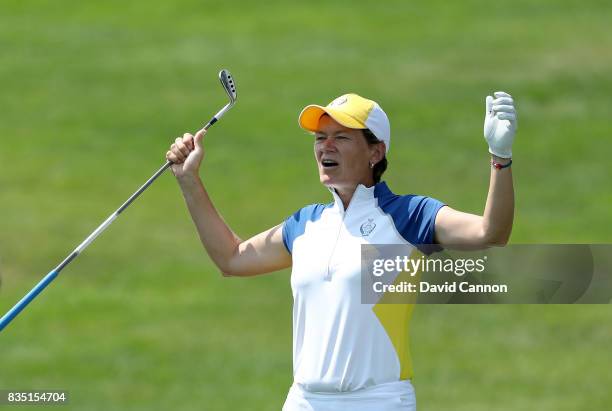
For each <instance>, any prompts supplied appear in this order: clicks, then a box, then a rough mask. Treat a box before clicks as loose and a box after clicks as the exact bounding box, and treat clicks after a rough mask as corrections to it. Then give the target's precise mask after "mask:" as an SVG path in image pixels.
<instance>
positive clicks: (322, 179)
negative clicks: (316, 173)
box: [319, 174, 334, 187]
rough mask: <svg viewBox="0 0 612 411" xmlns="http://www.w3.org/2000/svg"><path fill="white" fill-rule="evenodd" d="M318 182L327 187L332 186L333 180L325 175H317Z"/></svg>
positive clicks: (333, 182) (322, 174)
mask: <svg viewBox="0 0 612 411" xmlns="http://www.w3.org/2000/svg"><path fill="white" fill-rule="evenodd" d="M319 181H321V184H323V185H324V186H327V187H329V186H331V185H332V184H334V179H333V178H332V177H330V176H328V175H327V174H319Z"/></svg>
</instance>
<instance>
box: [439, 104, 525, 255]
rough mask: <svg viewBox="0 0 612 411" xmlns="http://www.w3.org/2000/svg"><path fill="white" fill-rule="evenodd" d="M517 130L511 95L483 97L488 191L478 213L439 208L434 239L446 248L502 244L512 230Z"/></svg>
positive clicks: (509, 234) (494, 245)
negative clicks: (488, 174) (493, 97)
mask: <svg viewBox="0 0 612 411" xmlns="http://www.w3.org/2000/svg"><path fill="white" fill-rule="evenodd" d="M516 129H517V118H516V111H515V108H514V100H513V99H512V96H510V95H509V94H507V93H504V92H497V93H495V99H493V97H491V96H488V97H487V98H486V113H485V125H484V134H485V139H486V140H487V142H488V143H489V152H490V153H491V155H492V157H491V158H492V161H491V163H492V164H491V177H490V181H489V193H488V195H487V202H486V204H485V208H484V213H483V215H482V216H479V215H475V214H470V213H464V212H461V211H457V210H454V209H452V208H451V207H443V208H442V209H440V211H439V212H438V215H437V216H436V226H435V239H436V242H437V243H439V244H441V245H442V246H444V247H447V248H458V249H479V248H485V247H489V246H495V245H505V244H506V243H507V242H508V239H509V238H510V233H511V232H512V221H513V218H514V188H513V185H512V168H511V166H510V164H511V163H512V142H513V140H514V135H515V132H516Z"/></svg>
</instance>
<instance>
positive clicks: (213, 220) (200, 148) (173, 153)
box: [166, 131, 291, 276]
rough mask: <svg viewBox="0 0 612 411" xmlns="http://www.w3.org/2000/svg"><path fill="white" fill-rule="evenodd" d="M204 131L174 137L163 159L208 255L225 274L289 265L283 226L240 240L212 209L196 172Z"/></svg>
mask: <svg viewBox="0 0 612 411" xmlns="http://www.w3.org/2000/svg"><path fill="white" fill-rule="evenodd" d="M204 134H205V132H204V131H200V132H198V133H197V134H196V135H195V136H192V135H191V134H188V133H187V134H184V135H183V137H182V138H181V137H179V138H177V139H176V141H175V143H174V144H172V146H171V148H170V150H169V151H168V152H167V153H166V158H167V159H168V160H170V161H172V162H173V163H174V164H173V165H172V172H173V173H174V175H175V177H176V179H177V181H178V183H179V186H180V187H181V191H182V193H183V197H184V198H185V202H186V204H187V208H188V209H189V213H190V214H191V218H192V220H193V222H194V224H195V226H196V229H197V231H198V234H199V236H200V240H201V242H202V245H203V246H204V248H205V249H206V251H207V252H208V255H209V256H210V258H211V259H212V260H213V262H214V263H215V264H216V265H217V267H219V270H221V272H222V273H223V275H226V276H251V275H257V274H264V273H268V272H271V271H276V270H280V269H283V268H287V267H289V266H290V265H291V256H290V254H289V252H288V251H287V249H286V248H285V245H284V244H283V236H282V225H278V226H276V227H273V228H271V229H269V230H267V231H264V232H262V233H260V234H258V235H256V236H254V237H252V238H250V239H248V240H245V241H243V240H241V239H240V238H239V237H238V236H237V235H236V234H235V233H234V232H233V231H232V230H231V229H230V228H229V227H228V225H227V224H226V223H225V221H223V218H222V217H221V216H220V215H219V213H218V212H217V210H216V209H215V207H214V205H213V204H212V201H211V200H210V197H209V196H208V193H207V192H206V189H205V188H204V185H203V183H202V180H201V179H200V177H199V172H198V170H199V167H200V163H201V162H202V159H203V158H204V149H203V147H202V139H203V137H204Z"/></svg>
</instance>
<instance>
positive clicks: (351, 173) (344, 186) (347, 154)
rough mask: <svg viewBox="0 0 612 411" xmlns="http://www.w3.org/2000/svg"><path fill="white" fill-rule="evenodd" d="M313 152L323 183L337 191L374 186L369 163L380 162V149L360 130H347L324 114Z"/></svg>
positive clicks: (321, 180)
mask: <svg viewBox="0 0 612 411" xmlns="http://www.w3.org/2000/svg"><path fill="white" fill-rule="evenodd" d="M314 151H315V158H316V160H317V165H318V167H319V178H320V180H321V183H322V184H324V185H326V186H328V187H333V188H335V189H337V190H344V189H349V190H354V189H355V187H356V186H357V184H364V185H365V186H372V185H373V184H374V180H373V177H372V169H371V168H370V161H373V163H376V162H378V161H380V158H377V157H378V154H379V153H378V148H377V146H376V145H373V146H370V145H369V144H368V143H367V142H366V139H365V137H364V135H363V132H362V131H361V130H358V129H352V128H347V127H344V126H342V125H340V124H339V123H338V122H336V121H335V120H334V119H333V118H331V117H330V116H328V115H323V116H322V117H321V119H320V120H319V130H317V132H316V133H315V144H314Z"/></svg>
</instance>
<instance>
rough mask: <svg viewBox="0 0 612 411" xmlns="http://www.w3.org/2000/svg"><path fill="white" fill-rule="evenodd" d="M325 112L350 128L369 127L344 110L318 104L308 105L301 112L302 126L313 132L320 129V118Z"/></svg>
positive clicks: (307, 129)
mask: <svg viewBox="0 0 612 411" xmlns="http://www.w3.org/2000/svg"><path fill="white" fill-rule="evenodd" d="M323 114H328V115H329V116H330V117H331V118H333V119H334V120H336V121H337V122H338V123H339V124H340V125H343V126H344V127H348V128H358V129H362V128H367V127H366V125H365V124H363V123H362V122H360V121H357V120H355V119H354V118H353V117H351V116H349V115H348V114H346V113H345V112H343V111H339V110H334V109H333V108H329V107H322V106H318V105H316V104H311V105H309V106H306V107H305V108H304V110H302V112H301V113H300V117H299V119H298V121H299V123H300V127H302V128H303V129H304V130H308V131H312V132H313V133H314V132H316V131H319V119H321V116H322V115H323Z"/></svg>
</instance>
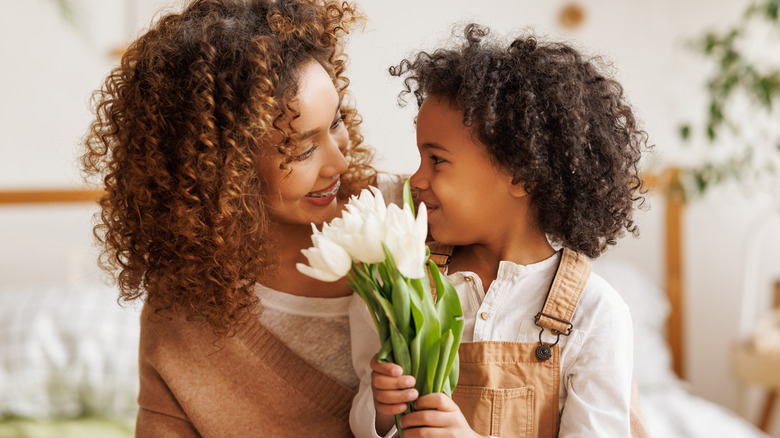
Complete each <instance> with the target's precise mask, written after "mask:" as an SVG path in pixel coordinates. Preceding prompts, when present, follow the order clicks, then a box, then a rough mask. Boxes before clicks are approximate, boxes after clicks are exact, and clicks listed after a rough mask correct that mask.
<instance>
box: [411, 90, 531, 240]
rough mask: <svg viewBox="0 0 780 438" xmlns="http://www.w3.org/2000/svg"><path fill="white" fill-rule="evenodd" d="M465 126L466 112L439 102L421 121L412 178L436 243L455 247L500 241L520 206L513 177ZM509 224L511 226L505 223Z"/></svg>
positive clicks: (440, 99) (430, 101) (418, 127)
mask: <svg viewBox="0 0 780 438" xmlns="http://www.w3.org/2000/svg"><path fill="white" fill-rule="evenodd" d="M475 141H476V140H475V138H474V137H473V136H472V130H471V129H470V128H468V127H466V126H464V125H463V112H462V111H460V110H459V109H457V108H454V107H452V106H451V105H450V104H449V103H447V102H446V101H444V100H442V99H440V98H437V97H436V96H430V97H428V98H427V99H426V100H425V101H424V102H423V105H422V107H421V108H420V112H419V113H418V115H417V147H418V148H419V150H420V168H419V169H417V172H416V173H415V174H414V175H413V176H412V178H411V185H412V187H413V188H415V189H417V190H418V191H419V199H420V200H421V201H423V202H425V206H426V207H427V208H428V223H429V226H430V230H431V235H432V236H433V238H434V239H435V240H436V241H437V242H440V243H444V244H453V245H471V244H488V243H491V242H493V241H495V240H497V239H498V240H500V239H501V238H502V237H501V233H502V232H503V231H502V230H505V228H503V227H502V226H501V223H502V221H503V220H505V219H506V216H507V211H508V209H509V207H510V206H511V205H513V204H514V203H516V199H517V196H515V195H514V194H513V193H515V192H516V190H517V186H515V185H513V184H512V177H511V176H510V175H509V174H508V173H507V172H506V171H505V170H504V169H502V168H500V167H499V166H496V165H495V164H493V161H492V160H491V158H490V156H489V155H488V152H487V150H486V149H485V146H484V145H482V144H481V143H475ZM506 223H509V222H506Z"/></svg>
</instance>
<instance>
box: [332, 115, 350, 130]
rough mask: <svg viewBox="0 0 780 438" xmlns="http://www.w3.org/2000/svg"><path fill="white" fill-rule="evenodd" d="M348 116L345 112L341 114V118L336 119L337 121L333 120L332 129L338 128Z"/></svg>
mask: <svg viewBox="0 0 780 438" xmlns="http://www.w3.org/2000/svg"><path fill="white" fill-rule="evenodd" d="M346 117H347V116H346V115H344V114H339V118H338V119H336V121H335V122H333V125H331V127H330V129H331V130H334V129H336V128H338V127H339V126H341V125H343V124H344V118H346Z"/></svg>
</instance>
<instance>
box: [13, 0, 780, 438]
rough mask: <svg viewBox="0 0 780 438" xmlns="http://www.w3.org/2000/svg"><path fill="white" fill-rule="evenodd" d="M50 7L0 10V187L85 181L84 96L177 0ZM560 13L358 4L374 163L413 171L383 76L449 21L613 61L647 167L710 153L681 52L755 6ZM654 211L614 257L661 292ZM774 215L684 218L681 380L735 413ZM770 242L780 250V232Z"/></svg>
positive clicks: (409, 157) (594, 3) (399, 116)
mask: <svg viewBox="0 0 780 438" xmlns="http://www.w3.org/2000/svg"><path fill="white" fill-rule="evenodd" d="M52 3H53V2H52V1H49V0H27V1H24V2H13V3H12V5H11V6H7V7H6V8H5V10H4V13H3V14H0V59H1V60H2V61H0V62H2V65H3V68H2V69H0V83H2V84H3V88H2V94H1V95H0V96H1V97H0V189H5V188H14V187H33V186H68V185H76V184H79V183H80V180H79V175H78V172H77V170H75V167H74V156H75V152H74V150H75V148H76V145H77V144H78V140H79V139H80V138H81V136H82V135H83V133H84V131H85V129H86V127H87V125H88V122H89V119H90V113H89V110H88V98H89V94H90V92H91V91H92V90H93V89H95V88H97V87H98V86H99V84H100V81H101V79H102V77H103V76H105V74H106V73H107V72H108V70H109V68H110V66H111V64H112V63H113V62H115V61H116V59H114V58H112V57H111V56H110V55H109V52H110V51H111V50H112V49H114V48H117V47H120V46H121V45H122V44H123V43H124V42H125V41H127V39H128V38H129V36H131V35H136V34H137V32H138V31H139V29H140V28H141V27H142V26H143V25H144V24H146V23H148V22H149V21H150V20H151V17H152V16H153V15H154V11H156V10H157V9H158V8H159V7H161V6H162V5H175V4H178V3H179V2H170V1H164V0H156V1H155V0H136V2H135V3H131V2H130V0H125V1H124V2H120V1H118V0H114V1H105V0H79V4H80V5H81V8H80V11H81V19H82V26H81V29H82V30H81V31H80V32H76V31H74V30H73V28H71V27H69V26H67V25H65V24H63V23H62V22H61V21H60V20H59V19H58V17H57V15H56V13H55V12H54V9H53V7H52V6H51V5H52ZM566 3H567V2H564V1H560V0H550V1H544V2H542V1H531V0H501V1H498V0H485V1H481V2H476V1H473V0H416V1H411V0H394V1H388V0H363V1H362V2H360V4H361V6H362V7H363V9H364V10H365V12H366V14H367V15H368V18H369V21H368V23H367V25H366V28H365V31H364V32H362V33H358V34H355V35H354V36H353V37H352V38H351V42H350V49H349V50H350V55H351V60H352V61H351V66H350V71H349V74H348V76H349V77H350V79H351V80H352V90H353V92H354V94H355V98H356V101H357V105H358V108H359V109H360V111H361V113H362V115H363V117H364V120H365V122H364V125H363V128H364V134H365V137H366V141H367V143H369V144H371V145H373V146H375V147H376V149H377V150H378V151H379V154H380V159H381V161H380V162H379V166H380V167H381V168H383V169H385V170H389V171H393V172H404V173H408V172H412V171H414V169H415V168H416V166H417V164H418V157H417V154H416V148H415V145H414V131H413V125H412V119H413V117H414V104H413V103H410V105H409V106H407V107H406V108H403V109H402V108H399V107H398V106H397V105H396V96H397V93H398V91H399V90H400V88H401V85H400V82H399V81H398V80H397V79H394V78H391V77H390V76H389V74H388V73H387V67H388V66H390V65H392V64H394V63H397V62H398V61H399V60H400V59H402V58H403V57H405V56H408V55H409V54H410V53H411V52H412V51H414V50H417V49H430V48H434V47H436V46H437V45H438V44H440V43H441V42H443V41H445V40H446V39H447V38H448V37H449V35H450V32H451V25H452V24H453V23H455V22H468V21H476V22H481V23H483V24H488V25H490V26H491V27H492V28H493V29H494V31H496V33H498V34H502V35H503V34H506V32H509V31H511V30H515V29H523V28H529V27H530V28H532V29H533V30H534V31H535V32H536V33H539V34H541V35H545V36H547V37H549V38H551V39H563V40H566V41H569V42H571V43H574V44H575V45H577V46H578V47H581V48H583V49H584V50H585V51H587V52H589V53H594V54H603V55H605V56H607V57H608V58H610V59H611V60H612V61H613V62H614V65H615V67H616V69H617V77H618V79H619V80H620V81H621V82H622V83H623V85H624V86H625V89H626V92H627V94H628V96H629V97H630V100H631V102H632V103H633V104H634V105H635V107H636V108H637V111H638V113H639V115H640V117H641V119H642V120H643V121H644V125H645V128H646V130H647V131H648V132H649V133H650V136H651V141H652V142H653V143H655V144H656V145H657V148H656V152H655V156H654V157H652V158H651V160H650V161H657V162H692V161H695V160H697V159H698V157H700V156H702V155H704V154H707V153H709V151H708V150H707V149H706V147H704V146H703V145H694V146H693V147H688V148H685V147H683V146H682V145H681V144H680V141H679V139H678V137H677V129H678V126H679V124H680V123H682V122H685V121H697V120H701V119H702V118H703V115H704V111H703V109H704V97H703V94H702V88H701V84H702V78H703V74H704V73H705V72H706V68H705V66H703V65H702V63H701V59H700V58H698V57H697V56H696V55H692V54H691V53H689V52H687V51H686V50H685V49H684V48H683V45H684V43H685V41H687V40H689V39H690V38H691V37H692V36H694V35H697V34H699V33H700V32H701V31H702V30H704V29H705V28H707V27H709V26H714V25H718V26H722V25H724V24H725V23H728V22H730V20H731V19H733V18H734V17H736V16H737V14H738V13H739V12H740V11H741V10H742V8H743V7H744V5H745V4H747V3H748V0H739V1H735V0H685V1H677V0H655V1H640V0H591V1H587V2H585V1H582V2H581V5H582V6H583V7H584V8H585V12H586V16H585V22H584V24H583V25H582V26H581V27H580V28H578V29H576V30H573V31H566V30H564V29H563V28H561V27H560V26H559V25H558V23H557V14H558V12H559V10H560V8H561V7H562V6H563V5H564V4H566ZM133 4H134V5H135V6H134V7H128V5H131V6H132V5H133ZM650 201H651V204H652V208H651V210H650V211H649V212H646V213H640V214H639V216H638V220H639V223H640V226H642V227H643V233H642V236H641V237H640V238H639V239H637V240H635V239H627V240H625V241H624V242H622V243H621V244H620V245H619V247H618V248H617V249H616V250H614V251H611V252H610V253H608V254H607V256H606V257H615V258H629V259H631V260H634V261H637V262H639V263H641V264H642V265H643V266H644V268H643V269H645V270H646V272H647V273H648V274H650V275H651V276H652V277H653V278H657V279H658V282H659V283H660V282H662V279H661V278H660V275H661V272H662V271H661V266H662V265H661V251H662V248H661V246H660V243H659V241H658V237H659V235H660V232H661V228H660V227H661V224H660V219H659V218H660V215H661V214H662V209H661V208H660V205H659V200H658V199H655V198H651V199H650ZM766 205H767V200H766V199H761V198H752V199H746V198H745V196H744V194H743V193H741V192H739V191H738V190H736V189H729V188H725V189H718V190H715V191H713V192H712V193H711V194H710V195H709V196H707V197H705V199H702V200H699V201H697V202H695V203H694V204H692V205H691V206H690V207H689V208H688V210H687V217H686V221H685V225H686V232H687V234H686V240H685V262H686V265H687V268H686V269H687V270H686V275H687V276H686V278H685V286H686V288H687V291H688V298H687V303H686V304H687V315H686V324H687V327H688V332H687V339H686V341H687V347H688V348H687V356H686V359H687V364H688V369H687V373H688V376H689V380H690V382H691V384H692V388H693V391H694V392H695V393H697V394H700V395H702V396H705V397H707V398H709V399H711V400H714V401H717V402H720V403H723V404H725V405H727V406H730V407H734V405H735V397H736V385H735V383H734V381H733V380H732V378H731V375H730V372H729V366H728V344H729V342H731V341H732V340H733V339H734V338H735V336H736V334H737V317H738V310H737V309H738V306H739V300H740V295H741V289H740V285H741V279H740V276H741V256H742V247H743V241H744V239H745V236H746V233H747V230H748V229H749V227H750V226H751V225H750V224H751V222H752V221H753V220H754V219H755V217H757V216H758V215H759V213H760V211H761V209H762V208H763V207H765V206H766ZM52 214H59V213H52ZM66 216H67V214H64V213H63V214H62V217H63V218H64V217H66ZM74 216H75V218H73V219H72V220H73V221H74V223H79V224H81V223H82V222H80V221H83V220H84V219H83V215H82V216H81V218H79V214H74ZM87 216H88V215H87ZM28 224H29V225H28ZM79 226H80V225H74V227H76V228H77V227H79ZM25 227H27V228H28V229H27V230H25ZM36 227H39V225H38V224H37V223H36V222H33V221H26V220H18V219H16V220H11V219H8V218H6V217H5V216H0V232H1V233H2V234H0V239H1V240H0V242H3V243H2V247H0V252H1V253H2V258H1V259H0V261H2V262H9V263H10V262H11V261H13V259H15V257H14V256H13V255H12V252H11V251H15V250H10V249H9V248H11V247H10V242H14V243H15V245H20V246H22V247H25V250H26V251H32V252H31V254H34V253H35V252H36V251H39V250H40V251H45V250H46V249H45V246H44V247H41V248H39V249H35V250H31V249H30V248H29V246H30V244H29V242H30V239H29V236H31V235H34V234H35V231H34V229H35V228H36ZM87 228H88V227H87ZM17 229H21V232H17ZM11 230H13V231H11ZM774 238H775V239H776V241H777V240H780V236H774ZM7 244H8V245H9V246H6V245H7ZM767 246H768V245H767ZM14 247H16V246H14ZM765 250H766V251H767V252H766V254H771V250H769V249H766V248H765ZM87 252H89V251H87ZM30 257H33V256H32V255H31V256H30ZM766 259H767V260H770V261H769V262H766V266H762V267H761V269H760V273H761V275H762V276H763V277H764V278H766V279H767V280H766V282H768V281H769V280H768V279H769V278H771V277H773V276H774V277H778V276H780V267H778V266H777V265H778V263H777V258H776V257H775V258H771V257H767V258H766ZM79 263H80V262H79ZM84 270H85V272H88V271H89V268H85V269H84ZM55 271H56V270H55ZM19 272H23V270H19V269H16V268H13V267H11V266H3V267H0V275H2V276H3V277H6V276H10V275H12V274H13V273H19ZM41 275H42V276H43V277H41V276H38V277H37V278H36V279H37V280H41V279H45V275H46V273H42V274H41ZM51 275H55V273H52V274H51ZM56 275H64V274H62V273H58V274H56ZM17 277H19V276H18V275H17ZM60 279H61V278H60ZM751 414H752V415H755V412H752V413H751ZM777 426H780V424H778V425H777ZM778 436H780V434H779V435H778Z"/></svg>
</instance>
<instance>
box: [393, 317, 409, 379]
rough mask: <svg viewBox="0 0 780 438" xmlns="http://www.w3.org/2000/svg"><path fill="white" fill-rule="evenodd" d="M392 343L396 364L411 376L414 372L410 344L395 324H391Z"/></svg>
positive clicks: (405, 372)
mask: <svg viewBox="0 0 780 438" xmlns="http://www.w3.org/2000/svg"><path fill="white" fill-rule="evenodd" d="M390 341H391V342H392V344H393V358H394V359H395V363H397V364H398V365H400V366H401V368H402V369H403V370H404V374H409V373H411V371H412V360H411V357H410V356H409V344H408V343H407V342H406V339H405V338H404V337H403V335H402V334H401V331H400V330H399V329H398V326H397V325H396V324H395V323H392V322H391V323H390Z"/></svg>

JOB ITEM: Copy everything in the data from the line containing "negative clicks: (488, 174) (493, 97)" down to the line containing "box: [166, 131, 291, 276]", substituting "foreground clicks" for "positive clicks" and changing nothing else.

RESPONSE TO THIS EXERCISE:
negative clicks: (488, 174) (493, 97)
mask: <svg viewBox="0 0 612 411" xmlns="http://www.w3.org/2000/svg"><path fill="white" fill-rule="evenodd" d="M516 129H517V118H516V111H515V108H514V100H513V99H512V96H510V95H509V94H507V93H504V92H497V93H495V99H493V97H491V96H488V97H487V98H486V113H485V125H484V134H485V139H486V140H487V142H488V143H489V152H490V153H491V155H492V157H491V158H492V161H491V163H492V164H491V177H490V181H489V193H488V195H487V202H486V204H485V208H484V213H483V215H482V216H479V215H475V214H470V213H464V212H461V211H457V210H454V209H452V208H451V207H443V208H442V209H440V211H439V212H438V215H437V216H436V226H435V239H436V242H437V243H439V244H441V245H442V246H444V247H447V248H458V249H479V248H485V247H489V246H495V245H505V244H506V243H507V242H508V239H509V238H510V233H511V232H512V221H513V218H514V188H513V185H512V168H511V166H510V164H511V163H512V142H513V140H514V135H515V132H516Z"/></svg>
</instance>
<instance>
foreground clicks: (213, 220) (200, 148) (173, 153)
box: [166, 131, 291, 276]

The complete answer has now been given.